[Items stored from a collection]
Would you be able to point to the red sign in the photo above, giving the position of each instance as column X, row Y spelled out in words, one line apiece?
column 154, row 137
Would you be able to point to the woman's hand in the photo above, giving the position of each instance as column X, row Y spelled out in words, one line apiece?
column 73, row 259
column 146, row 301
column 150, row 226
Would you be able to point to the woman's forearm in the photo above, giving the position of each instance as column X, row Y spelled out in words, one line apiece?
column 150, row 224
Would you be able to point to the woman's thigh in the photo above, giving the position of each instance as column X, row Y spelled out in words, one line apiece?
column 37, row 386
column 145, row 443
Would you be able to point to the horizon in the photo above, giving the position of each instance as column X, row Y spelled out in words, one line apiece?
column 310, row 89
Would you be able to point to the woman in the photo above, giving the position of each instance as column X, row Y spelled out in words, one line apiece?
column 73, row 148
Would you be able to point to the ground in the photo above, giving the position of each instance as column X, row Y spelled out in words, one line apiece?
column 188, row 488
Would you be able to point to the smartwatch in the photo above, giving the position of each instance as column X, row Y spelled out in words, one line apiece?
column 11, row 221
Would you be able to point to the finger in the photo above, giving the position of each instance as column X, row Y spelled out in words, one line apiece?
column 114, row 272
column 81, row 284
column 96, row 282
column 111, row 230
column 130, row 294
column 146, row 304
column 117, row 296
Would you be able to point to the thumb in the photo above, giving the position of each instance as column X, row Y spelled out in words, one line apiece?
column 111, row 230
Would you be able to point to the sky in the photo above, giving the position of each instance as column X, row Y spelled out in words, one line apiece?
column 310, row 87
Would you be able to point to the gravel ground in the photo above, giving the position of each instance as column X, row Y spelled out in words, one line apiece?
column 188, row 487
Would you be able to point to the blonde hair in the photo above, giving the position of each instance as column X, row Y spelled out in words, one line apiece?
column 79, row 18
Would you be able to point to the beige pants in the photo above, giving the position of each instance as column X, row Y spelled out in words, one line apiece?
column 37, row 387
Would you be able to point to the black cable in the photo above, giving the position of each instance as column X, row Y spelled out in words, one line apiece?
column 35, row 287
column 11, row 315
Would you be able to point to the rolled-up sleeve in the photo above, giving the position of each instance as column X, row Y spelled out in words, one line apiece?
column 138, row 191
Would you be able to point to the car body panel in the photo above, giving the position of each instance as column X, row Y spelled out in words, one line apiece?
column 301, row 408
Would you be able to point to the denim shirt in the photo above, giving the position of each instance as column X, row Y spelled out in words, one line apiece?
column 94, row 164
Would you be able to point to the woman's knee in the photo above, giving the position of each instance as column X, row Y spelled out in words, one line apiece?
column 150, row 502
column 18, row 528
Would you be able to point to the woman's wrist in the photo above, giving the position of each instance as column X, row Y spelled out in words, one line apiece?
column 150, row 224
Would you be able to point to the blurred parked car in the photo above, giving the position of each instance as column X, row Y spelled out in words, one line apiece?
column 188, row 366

» **EXERCISE TASK**: Return every line of the listing above, word for word and in the same order.

» **COMPLETED TASK**:
Would you be able to point to the red sign in the photo above, giving the position of each instance as column X, row Y spelled out in words, one line apiece?
column 154, row 137
Would you be able to point to the woman's hand in the photo above, giving the position of each instance as column X, row Y spelled out in words, one line apiece?
column 73, row 259
column 146, row 301
column 150, row 226
Would you be able to point to the woman's forearm in the photo above, giving the position of each instance as column X, row Y spelled out in words, one line apiece?
column 150, row 224
Would you be able to point to the woman's thigh in the photo above, giving the position of each instance as column X, row Y spelled out in words, one line apiece?
column 37, row 386
column 145, row 443
Would you be able to point to the horizon in the photo above, giving the position of each instance as column X, row Y spelled out in words, one line apiece?
column 310, row 89
Would you be able to point to the woman in the photo above, giving the position of each instance as column X, row Y spelled out in words, one line apiece?
column 73, row 148
Would you be able to point to the ground in the photo above, giving the position of each instance as column X, row Y spelled out in words, one line apiece?
column 188, row 488
Would you be able to point to the smartwatch in the photo above, giving the position of each instance as column X, row Y spelled out in words, one line apiece?
column 11, row 221
Would you be able to point to the finger in the photo above, giving the position of each instance as column X, row Y spelled out in words, one line apiece?
column 114, row 272
column 81, row 284
column 96, row 282
column 111, row 230
column 130, row 294
column 146, row 304
column 117, row 296
Would you be able to point to the thumb in the photo above, giving the position of each instance as column X, row Y spelled out in words, one line apiece?
column 111, row 230
Would you be able to point to the sky in the photo above, giving the position of each instance as column X, row Y spelled out in words, one line apiece?
column 310, row 87
Would you be able to point to the gravel ground in the photo above, giving the position of each instance as column X, row Y spelled out in words, one line apiece?
column 188, row 487
Would you be able to point to the blonde hair in the photo above, giving the position of each instance as column X, row Y spelled out in words, one line apiece?
column 79, row 18
Would you be able to point to the beige pants in the photo above, giving the position of each instance as column X, row Y spelled out in words, one line apiece?
column 37, row 387
Would you be able to point to the black cable in the photo above, giving the position of each instance as column X, row Y spelled out in words, one line apiece?
column 35, row 287
column 11, row 315
Would you be able to point to the rolled-up sleeve in the photo above, giving the position of each instance as column X, row Y spelled out in words, one line apiece?
column 138, row 191
Would you be able to point to the car body panel in the photo above, giving the position of each instance as column X, row Y spelled out in words, one line apiece?
column 301, row 408
Would you be able to point to the denim shirt in the photo above, giving the position of each instance as column X, row Y spelled out in words, one line apiece?
column 94, row 164
Would you be able to point to the woman's knee in the photo above, giving the position of each instance as column X, row Y spelled out in words, one line apiece?
column 150, row 502
column 18, row 528
Would you be able to point to the woman's wrist in the photo above, giving the position of each instance as column X, row Y spelled out in words, one line apiece?
column 150, row 224
Would you be able to point to the blurred parked car in the photo above, giving the position of each instance as column X, row Y spelled out in words, one line apiece?
column 188, row 366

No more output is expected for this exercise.